**** Available data

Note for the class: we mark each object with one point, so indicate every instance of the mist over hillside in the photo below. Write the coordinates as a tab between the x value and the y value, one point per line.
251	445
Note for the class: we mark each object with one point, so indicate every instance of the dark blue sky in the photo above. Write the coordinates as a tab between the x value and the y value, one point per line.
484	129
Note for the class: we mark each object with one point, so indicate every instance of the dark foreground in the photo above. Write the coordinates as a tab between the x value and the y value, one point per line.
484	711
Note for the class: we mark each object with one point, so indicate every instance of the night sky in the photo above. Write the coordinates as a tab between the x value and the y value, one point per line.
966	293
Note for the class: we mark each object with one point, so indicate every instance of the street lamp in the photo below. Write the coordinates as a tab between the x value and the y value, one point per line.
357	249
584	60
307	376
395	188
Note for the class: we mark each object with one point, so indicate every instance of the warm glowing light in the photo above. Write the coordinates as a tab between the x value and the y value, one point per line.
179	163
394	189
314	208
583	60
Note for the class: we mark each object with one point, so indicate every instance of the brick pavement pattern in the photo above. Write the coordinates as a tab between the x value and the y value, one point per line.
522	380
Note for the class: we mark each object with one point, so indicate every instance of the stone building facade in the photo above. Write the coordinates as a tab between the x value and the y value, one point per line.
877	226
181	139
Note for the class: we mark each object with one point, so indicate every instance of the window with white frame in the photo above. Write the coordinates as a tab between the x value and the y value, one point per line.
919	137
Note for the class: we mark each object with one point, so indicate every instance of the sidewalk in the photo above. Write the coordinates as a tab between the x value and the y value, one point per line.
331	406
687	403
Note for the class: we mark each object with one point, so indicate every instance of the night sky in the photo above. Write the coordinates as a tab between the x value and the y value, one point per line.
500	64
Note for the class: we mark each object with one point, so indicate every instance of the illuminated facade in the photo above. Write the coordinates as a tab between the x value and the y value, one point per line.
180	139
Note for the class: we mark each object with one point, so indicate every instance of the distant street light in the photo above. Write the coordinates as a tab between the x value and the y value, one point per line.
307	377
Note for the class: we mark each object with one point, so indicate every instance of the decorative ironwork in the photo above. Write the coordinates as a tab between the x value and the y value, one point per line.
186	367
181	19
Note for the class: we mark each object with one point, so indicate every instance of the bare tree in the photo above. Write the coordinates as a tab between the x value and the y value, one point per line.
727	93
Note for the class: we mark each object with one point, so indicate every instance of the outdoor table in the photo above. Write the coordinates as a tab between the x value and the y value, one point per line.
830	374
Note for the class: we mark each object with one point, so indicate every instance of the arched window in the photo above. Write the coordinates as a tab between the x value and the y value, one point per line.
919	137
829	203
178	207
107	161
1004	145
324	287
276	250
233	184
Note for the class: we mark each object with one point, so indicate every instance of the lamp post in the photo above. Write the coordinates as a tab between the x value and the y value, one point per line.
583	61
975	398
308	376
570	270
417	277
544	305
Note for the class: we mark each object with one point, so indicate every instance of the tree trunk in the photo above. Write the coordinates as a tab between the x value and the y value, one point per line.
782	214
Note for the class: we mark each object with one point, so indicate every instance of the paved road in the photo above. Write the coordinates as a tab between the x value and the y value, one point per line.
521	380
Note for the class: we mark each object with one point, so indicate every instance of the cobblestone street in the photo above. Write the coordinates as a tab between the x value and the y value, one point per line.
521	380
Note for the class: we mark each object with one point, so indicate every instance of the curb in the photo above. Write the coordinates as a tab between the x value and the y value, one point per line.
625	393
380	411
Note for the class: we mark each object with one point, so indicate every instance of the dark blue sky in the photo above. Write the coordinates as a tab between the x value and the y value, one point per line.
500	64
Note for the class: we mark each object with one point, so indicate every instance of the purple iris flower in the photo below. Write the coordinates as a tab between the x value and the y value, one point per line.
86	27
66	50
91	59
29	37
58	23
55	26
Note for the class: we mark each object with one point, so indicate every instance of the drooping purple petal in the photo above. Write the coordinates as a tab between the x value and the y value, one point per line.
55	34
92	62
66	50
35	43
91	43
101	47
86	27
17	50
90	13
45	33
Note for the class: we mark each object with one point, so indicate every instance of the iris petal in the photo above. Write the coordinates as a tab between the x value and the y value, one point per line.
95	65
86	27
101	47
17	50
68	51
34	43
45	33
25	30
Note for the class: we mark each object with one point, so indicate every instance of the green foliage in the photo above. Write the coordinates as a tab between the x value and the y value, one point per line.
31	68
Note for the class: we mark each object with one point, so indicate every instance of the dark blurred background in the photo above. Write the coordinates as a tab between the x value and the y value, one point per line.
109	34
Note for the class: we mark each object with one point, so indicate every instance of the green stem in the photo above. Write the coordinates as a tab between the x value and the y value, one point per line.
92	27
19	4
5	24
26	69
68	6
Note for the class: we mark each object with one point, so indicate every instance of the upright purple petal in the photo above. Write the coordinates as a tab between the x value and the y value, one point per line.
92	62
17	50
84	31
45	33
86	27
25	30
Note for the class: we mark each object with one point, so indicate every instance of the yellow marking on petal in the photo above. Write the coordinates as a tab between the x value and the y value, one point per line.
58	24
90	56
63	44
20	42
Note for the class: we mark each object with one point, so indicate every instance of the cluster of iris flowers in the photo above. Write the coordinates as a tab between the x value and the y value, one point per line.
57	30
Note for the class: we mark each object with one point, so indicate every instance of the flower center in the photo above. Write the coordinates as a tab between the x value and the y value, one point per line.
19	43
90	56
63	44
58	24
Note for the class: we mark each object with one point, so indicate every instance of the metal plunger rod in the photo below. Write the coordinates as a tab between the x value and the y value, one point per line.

********
**** Available data

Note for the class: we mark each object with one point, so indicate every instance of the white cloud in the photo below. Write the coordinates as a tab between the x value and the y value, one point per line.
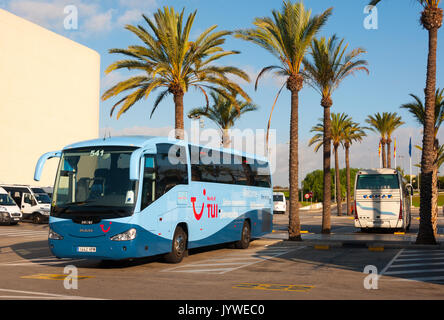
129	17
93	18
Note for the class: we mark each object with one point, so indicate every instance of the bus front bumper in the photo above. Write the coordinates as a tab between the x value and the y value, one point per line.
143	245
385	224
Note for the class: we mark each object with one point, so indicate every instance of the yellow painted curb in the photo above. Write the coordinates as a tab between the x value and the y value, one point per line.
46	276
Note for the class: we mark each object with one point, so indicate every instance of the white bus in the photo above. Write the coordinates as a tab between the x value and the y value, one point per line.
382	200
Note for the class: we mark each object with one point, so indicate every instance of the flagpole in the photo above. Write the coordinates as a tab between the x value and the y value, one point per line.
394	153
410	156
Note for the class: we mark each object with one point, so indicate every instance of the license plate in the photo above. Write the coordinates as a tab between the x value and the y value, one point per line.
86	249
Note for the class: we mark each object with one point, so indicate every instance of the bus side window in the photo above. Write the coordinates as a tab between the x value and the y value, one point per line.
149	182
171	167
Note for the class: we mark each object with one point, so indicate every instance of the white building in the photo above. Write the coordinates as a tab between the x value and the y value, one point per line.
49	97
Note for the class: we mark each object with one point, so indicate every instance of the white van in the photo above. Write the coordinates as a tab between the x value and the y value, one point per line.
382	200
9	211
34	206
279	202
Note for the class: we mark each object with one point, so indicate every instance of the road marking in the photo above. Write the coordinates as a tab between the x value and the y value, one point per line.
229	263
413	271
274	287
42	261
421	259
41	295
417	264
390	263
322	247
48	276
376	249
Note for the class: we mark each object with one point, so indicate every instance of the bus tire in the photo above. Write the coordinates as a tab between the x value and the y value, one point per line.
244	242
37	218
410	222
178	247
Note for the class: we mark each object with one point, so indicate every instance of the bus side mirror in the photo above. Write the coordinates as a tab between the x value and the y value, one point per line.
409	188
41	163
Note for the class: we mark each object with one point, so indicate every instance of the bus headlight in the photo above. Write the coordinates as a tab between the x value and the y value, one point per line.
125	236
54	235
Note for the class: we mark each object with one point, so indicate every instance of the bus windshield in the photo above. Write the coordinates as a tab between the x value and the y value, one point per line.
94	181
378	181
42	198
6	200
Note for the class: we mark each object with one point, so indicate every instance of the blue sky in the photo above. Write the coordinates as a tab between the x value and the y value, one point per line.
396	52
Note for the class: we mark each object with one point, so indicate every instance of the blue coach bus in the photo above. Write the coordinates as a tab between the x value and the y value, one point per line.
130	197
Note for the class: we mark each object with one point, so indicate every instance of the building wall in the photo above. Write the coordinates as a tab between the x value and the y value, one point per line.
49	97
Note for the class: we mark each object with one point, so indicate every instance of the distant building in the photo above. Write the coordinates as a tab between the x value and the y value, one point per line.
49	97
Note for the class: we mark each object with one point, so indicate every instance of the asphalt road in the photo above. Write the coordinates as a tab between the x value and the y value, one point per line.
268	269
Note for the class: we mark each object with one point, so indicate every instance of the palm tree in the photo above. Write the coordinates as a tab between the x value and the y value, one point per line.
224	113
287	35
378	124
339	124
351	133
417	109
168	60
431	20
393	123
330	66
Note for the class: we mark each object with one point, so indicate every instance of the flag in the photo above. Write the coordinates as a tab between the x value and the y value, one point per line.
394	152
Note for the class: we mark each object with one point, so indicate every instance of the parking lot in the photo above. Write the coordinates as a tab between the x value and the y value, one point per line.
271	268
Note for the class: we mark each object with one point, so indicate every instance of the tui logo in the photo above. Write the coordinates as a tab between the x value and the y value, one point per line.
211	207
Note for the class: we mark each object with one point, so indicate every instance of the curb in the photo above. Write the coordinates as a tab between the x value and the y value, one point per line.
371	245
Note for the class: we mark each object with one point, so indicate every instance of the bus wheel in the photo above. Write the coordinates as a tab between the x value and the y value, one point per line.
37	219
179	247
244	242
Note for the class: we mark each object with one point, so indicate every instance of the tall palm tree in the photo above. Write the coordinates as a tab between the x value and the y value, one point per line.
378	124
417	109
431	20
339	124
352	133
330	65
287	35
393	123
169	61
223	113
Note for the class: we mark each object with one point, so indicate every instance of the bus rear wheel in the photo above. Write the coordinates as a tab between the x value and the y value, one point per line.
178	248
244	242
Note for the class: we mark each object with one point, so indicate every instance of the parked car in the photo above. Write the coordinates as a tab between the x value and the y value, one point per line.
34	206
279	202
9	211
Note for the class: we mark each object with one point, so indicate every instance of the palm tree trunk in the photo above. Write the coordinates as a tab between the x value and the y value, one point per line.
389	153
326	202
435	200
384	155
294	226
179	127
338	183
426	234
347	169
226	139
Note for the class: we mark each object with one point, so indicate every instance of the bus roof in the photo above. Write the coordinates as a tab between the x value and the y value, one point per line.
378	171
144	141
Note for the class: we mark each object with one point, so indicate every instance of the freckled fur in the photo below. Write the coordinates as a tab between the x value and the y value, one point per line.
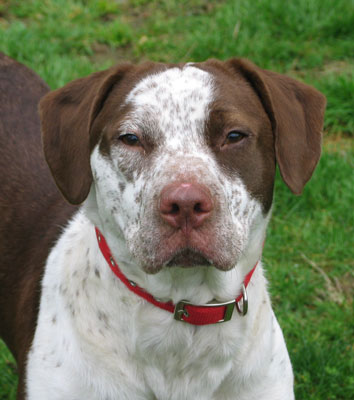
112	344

********

◆ Task brief:
How many lines of the material above contain the string "purple", matching case exactly? Reply with the number alone.

◆ The output:
3